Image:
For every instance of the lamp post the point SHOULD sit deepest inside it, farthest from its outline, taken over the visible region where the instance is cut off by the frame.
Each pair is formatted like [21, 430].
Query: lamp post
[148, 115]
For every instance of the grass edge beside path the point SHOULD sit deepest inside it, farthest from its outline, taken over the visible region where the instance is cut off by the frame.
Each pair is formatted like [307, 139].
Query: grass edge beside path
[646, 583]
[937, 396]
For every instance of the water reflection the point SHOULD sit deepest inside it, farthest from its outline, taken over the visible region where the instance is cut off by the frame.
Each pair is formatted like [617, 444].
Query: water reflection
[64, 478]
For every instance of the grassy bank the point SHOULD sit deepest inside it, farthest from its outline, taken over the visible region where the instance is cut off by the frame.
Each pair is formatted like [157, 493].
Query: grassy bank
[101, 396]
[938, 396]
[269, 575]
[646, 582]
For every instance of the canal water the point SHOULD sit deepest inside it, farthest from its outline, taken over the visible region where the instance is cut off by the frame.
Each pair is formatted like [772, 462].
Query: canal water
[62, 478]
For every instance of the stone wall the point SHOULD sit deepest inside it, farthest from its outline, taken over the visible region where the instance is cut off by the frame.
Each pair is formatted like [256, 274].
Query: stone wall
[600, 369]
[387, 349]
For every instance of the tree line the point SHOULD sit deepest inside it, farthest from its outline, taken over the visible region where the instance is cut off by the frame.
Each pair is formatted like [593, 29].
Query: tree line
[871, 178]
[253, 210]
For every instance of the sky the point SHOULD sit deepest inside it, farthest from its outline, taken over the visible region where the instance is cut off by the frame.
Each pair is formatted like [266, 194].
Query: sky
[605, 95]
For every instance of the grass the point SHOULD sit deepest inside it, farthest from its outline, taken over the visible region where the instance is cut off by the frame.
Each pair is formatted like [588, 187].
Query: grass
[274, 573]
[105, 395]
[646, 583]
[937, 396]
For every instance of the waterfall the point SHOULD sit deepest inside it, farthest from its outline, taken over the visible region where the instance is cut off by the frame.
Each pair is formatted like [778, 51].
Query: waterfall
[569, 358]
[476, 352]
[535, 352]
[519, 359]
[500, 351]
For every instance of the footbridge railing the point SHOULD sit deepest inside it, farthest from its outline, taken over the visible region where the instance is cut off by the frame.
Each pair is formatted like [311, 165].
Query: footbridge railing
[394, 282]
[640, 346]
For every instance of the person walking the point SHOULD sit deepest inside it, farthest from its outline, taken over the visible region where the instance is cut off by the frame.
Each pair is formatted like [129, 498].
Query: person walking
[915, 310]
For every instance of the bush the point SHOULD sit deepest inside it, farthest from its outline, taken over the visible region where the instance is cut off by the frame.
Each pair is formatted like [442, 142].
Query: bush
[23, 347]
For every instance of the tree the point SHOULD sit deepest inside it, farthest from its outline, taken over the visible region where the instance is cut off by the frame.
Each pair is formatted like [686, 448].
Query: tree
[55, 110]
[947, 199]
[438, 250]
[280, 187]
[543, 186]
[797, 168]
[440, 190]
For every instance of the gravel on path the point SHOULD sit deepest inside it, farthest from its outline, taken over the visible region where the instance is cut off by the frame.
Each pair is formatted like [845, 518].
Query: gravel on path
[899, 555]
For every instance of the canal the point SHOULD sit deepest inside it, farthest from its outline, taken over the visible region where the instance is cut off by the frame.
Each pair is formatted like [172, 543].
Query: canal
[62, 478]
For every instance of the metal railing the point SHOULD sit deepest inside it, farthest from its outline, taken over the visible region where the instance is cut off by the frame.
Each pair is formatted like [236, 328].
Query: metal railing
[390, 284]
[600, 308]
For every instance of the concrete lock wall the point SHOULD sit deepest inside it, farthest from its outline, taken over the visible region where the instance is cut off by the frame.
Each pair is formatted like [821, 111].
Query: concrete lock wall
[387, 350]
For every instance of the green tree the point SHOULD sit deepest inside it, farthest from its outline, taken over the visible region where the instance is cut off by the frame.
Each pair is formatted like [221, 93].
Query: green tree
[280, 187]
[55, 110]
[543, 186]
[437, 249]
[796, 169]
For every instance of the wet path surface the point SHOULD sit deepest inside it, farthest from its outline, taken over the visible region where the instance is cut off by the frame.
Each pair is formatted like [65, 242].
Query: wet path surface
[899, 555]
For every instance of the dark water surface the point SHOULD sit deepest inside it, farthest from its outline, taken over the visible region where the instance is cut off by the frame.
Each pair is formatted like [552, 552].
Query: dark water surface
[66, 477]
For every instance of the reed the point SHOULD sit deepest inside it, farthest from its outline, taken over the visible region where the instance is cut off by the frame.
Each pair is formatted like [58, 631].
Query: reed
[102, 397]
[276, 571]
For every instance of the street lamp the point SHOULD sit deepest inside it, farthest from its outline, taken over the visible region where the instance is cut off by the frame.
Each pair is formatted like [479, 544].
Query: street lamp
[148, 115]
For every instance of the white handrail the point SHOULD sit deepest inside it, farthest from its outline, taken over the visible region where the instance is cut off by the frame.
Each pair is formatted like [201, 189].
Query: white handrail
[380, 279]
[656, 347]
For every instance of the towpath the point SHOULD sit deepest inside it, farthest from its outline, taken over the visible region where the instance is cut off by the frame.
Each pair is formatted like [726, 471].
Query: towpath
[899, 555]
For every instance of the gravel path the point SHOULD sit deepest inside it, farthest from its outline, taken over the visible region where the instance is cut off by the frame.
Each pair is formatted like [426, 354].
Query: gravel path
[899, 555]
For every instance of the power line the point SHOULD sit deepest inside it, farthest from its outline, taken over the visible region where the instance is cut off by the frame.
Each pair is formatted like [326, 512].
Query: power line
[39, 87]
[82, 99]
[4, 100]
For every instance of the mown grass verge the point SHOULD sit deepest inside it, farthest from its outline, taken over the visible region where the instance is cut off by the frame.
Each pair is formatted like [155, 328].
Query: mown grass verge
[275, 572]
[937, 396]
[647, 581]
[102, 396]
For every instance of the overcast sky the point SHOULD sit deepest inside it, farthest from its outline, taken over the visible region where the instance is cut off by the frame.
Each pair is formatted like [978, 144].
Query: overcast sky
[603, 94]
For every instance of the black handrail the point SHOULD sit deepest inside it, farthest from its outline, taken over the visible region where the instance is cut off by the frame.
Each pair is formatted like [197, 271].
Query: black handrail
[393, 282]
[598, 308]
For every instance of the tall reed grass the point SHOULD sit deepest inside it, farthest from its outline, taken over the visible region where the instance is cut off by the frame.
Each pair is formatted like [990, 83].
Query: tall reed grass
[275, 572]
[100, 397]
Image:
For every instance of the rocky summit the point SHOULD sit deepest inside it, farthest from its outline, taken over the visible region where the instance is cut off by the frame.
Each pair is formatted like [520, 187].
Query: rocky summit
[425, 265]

**Problem requirements:** Taking the listing above as the source, transcribe only the lines starting at the line with "Each pair is formatted like [311, 165]." and going through the line with "For every instance of the concrete", unaltered and with both ends included.

**Task response:**
Each pair is formatted like [311, 165].
Query: footbridge railing
[394, 282]
[640, 346]
For every instance of the person walking the point SHOULD sit deepest inside it, farthest from its outline, taken over the visible region where the instance is cut off by the frame.
Each pair is formatted like [129, 498].
Query: person walking
[915, 310]
For every instance of the bush the point SHOULD sit deepest inside it, farthest from its outline, taken over the visible region where the instance is cut off by the frame.
Each pair is formatted like [442, 142].
Query: bush
[23, 347]
For every instance of the tree the point SHOULD sit deepest inside it, farthest from its outline, taken over the visible region where the instance is cut off by the frame.
Each pair is formatted like [686, 448].
Query: tree
[55, 110]
[947, 199]
[438, 250]
[280, 187]
[543, 186]
[797, 168]
[440, 190]
For every instance of the gravel on path the point SHOULD sit deepest inside it, farthest from its outline, taken over the visible region where the instance is cut off by the frame.
Each pair is formatted like [845, 518].
Query: gravel on path
[899, 555]
For every instance of the canal the point SHOULD sit deepest inside it, farthest from its outline, taken over the visible region where the instance is cut off by the frame.
Each pair is formatted like [172, 543].
Query: canal
[62, 478]
For every instance of the metal railing the point SHOULD sit deepest inside it, farthest from its outline, taken over the visible region where the instance is cut off by the frame.
Each pair is formatted like [236, 328].
Query: metal railing
[390, 284]
[600, 308]
For every instance of the concrete lock wall the point SHOULD sit deepest inside it, farthest from its outline, taken over the visible region where the instance is cut off by the frame.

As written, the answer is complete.